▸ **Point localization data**
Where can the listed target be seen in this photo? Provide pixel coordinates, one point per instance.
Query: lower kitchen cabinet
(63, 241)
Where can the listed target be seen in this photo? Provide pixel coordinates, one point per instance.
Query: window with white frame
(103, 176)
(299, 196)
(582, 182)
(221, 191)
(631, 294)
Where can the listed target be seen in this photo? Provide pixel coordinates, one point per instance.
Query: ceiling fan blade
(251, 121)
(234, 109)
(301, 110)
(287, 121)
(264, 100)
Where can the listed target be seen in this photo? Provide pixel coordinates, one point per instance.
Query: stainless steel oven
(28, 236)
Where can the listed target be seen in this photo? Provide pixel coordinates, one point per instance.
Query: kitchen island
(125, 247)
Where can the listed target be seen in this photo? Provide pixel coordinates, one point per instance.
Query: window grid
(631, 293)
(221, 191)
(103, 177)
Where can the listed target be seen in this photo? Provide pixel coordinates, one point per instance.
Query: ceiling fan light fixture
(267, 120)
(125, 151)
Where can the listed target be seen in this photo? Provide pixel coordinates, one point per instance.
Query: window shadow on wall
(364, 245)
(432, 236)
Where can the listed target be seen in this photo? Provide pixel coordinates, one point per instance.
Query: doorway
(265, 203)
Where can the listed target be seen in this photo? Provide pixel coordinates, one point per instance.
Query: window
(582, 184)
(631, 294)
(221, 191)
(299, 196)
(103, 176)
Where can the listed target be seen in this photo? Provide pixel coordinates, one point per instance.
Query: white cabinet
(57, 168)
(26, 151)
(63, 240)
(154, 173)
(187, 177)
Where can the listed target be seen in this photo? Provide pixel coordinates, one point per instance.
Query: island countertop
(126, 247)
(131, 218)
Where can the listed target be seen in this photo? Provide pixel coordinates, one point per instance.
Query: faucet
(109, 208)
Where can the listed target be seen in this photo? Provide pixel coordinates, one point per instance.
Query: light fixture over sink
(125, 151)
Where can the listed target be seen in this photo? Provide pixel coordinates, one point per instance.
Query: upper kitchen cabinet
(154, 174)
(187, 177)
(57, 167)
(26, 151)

▸ **WHAT TO PRODUCE**
Please give the full set of data again exactly.

▸ **FINISHED EXERCISE**
Where can the listed target be seen in this photo? Provide pixel coordinates, one point per instance.
Query: lower kitchen cabinet
(63, 241)
Where can the listed target be seen in this photo? Provide pixel coordinates, one point per instance.
Query: window with white frame
(103, 176)
(299, 196)
(582, 182)
(221, 191)
(631, 294)
Where can the listed target be seen in this photo? Provide pixel coordinates, one point per instance.
Query: ceiling fan blade
(251, 121)
(234, 109)
(301, 110)
(287, 121)
(264, 100)
Where can the listed target be seen in this photo? Provide pixel coordinates, one point per instance.
Query: stainless steel oven
(28, 236)
Where can the listed target be seen in this photo? Provide pixel coordinates, one point per instance.
Query: kitchen island
(125, 247)
Where can the listed target be seen in this photo? Provide pixel coordinates, one point per instance.
Query: window grid
(631, 293)
(221, 191)
(103, 177)
Where can the listed target be seen in this photo? Provide pixel coordinates, one point per instance.
Query: ceiling fan light fixture
(267, 120)
(125, 151)
Where can the listed target be seen in this photo? Provide pixel coordinates, one point per instance.
Query: window shadow on wall
(364, 245)
(432, 236)
Where can the listed target be seen in this photo? Provide pixel coordinates, one point per instance.
Query: doorway
(265, 203)
Where can the listed target be seen in this photo? Provide pixel coordinates, one point per instance.
Query: window
(582, 184)
(631, 294)
(221, 191)
(299, 196)
(103, 176)
Where can the listed target be seen in this photo? Provide pixel coordinates, one point per instance.
Query: white cabinet
(57, 168)
(26, 151)
(63, 240)
(154, 173)
(187, 177)
Where can the listed target be seen in this photo? Provide pixel coordinates, one point per instance.
Query: island countertop
(126, 247)
(131, 218)
Where can the listed target be seen in this photo? Provide pixel coordinates, one point per instance.
Query: faucet
(109, 208)
Where can the listed target be seen in this photo? Provide pixel coordinates, one point per instance.
Query: light fixture over sink
(125, 151)
Where can the listed target be seen in this photo? Provide pixel coordinates, one point per instance.
Query: upper kitchen cabinet
(154, 174)
(187, 177)
(57, 167)
(26, 151)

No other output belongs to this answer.